» List of tasks
(A) Translate this sentence from the court ruling below into Spanish: "The applicant filed an application dated the 16th March, 2006 brought under Order XLI Rules 4(1) and (6) of the Civil Procedure Rules."
(B) Convert the rows that follow the court ruling into a JSON list of strings, with one string for each line and no blank lines.

** start of Text block **

ANDREW NGANGA NDUNGU v GODFREY KARURI & NACOM AGENCIES LIMITED [2006] KEHC 1836 (KLR) | Stay Of Execution | Esheria

ANDREW NGANGA NDUNGU v GODFREY KARURI & NACOM AGENCIES LIMITED [2006] KEHC 1836 (KLR)

Full Case Text

REPUBLIC OF KENYA

IN THE HIGH COURT OF KENYA

AT NAKURU

Civil Appeal 198 of 2005

ANDREW NGANGA NDUNGU…..……...........................................................………APPELLANT

VERSUS

GODFREY KARURI…………..….........................................................….……1ST RESPONDENT

NACOM AGENCIES LIMITED……............................................................…..2ND RESPONDENT

RULING

The applicant filed an application dated the 16th March, 2006 brought under Order XLI Rules 4(1) and (6) of the Civil Procedure Rules.  He sought a temporary order of stay of execution of the decree issued by the Naivasha Senior Principal Magistrate’s Court in SPMCC No. 946 of 2005 pending the hearing and determination of an appeal which he had filed before this court.  He also sought an order of injunction to restrain the respondents from levying distress and/or interfering with his quiet enjoyment of the residential premises comprised in plot L.R. No. 1144/XXV/2 Milimani Estate,within Naivasha Municipality, hereinafter referred to as “the suit premises”, pending the hearing and determination of the appeal.

** end of Text block **
** start of Data supplied **

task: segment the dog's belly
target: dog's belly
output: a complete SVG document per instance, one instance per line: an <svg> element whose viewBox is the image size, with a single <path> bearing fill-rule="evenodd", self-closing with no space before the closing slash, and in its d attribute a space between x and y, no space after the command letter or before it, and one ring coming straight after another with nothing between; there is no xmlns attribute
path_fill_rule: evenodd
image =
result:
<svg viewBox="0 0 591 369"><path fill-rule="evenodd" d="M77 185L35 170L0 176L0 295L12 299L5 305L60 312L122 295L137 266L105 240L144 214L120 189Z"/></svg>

** end of Data supplied **

» Responses to the exercise
(A) El solicitante presentó una solicitud de fecha 16 de marzo de 2006 al amparo de la Orden XLI, Reglas 4(1) y (6), de las Normas de Procedimiento Civil.

(B)
[
  "task: segment the dog's belly",
  "target: dog's belly",
  "output: a complete SVG document per instance, one instance per line: an <svg> element whose viewBox is the image size, with a single <path> bearing fill-rule=\"evenodd\", self-closing with no space before the closing slash, and in its d attribute a space between x and y, no space after the command letter or before it, and one ring coming straight after another with nothing between; there is no xmlns attribute",
  "path_fill_rule: evenodd",
  "image =",
  "result:",
  "<svg viewBox=\"0 0 591 369\"><path fill-rule=\"evenodd\" d=\"M77 185L35 170L0 176L0 295L12 299L5 305L60 312L122 295L137 266L105 240L144 214L120 189Z\"/></svg>"
]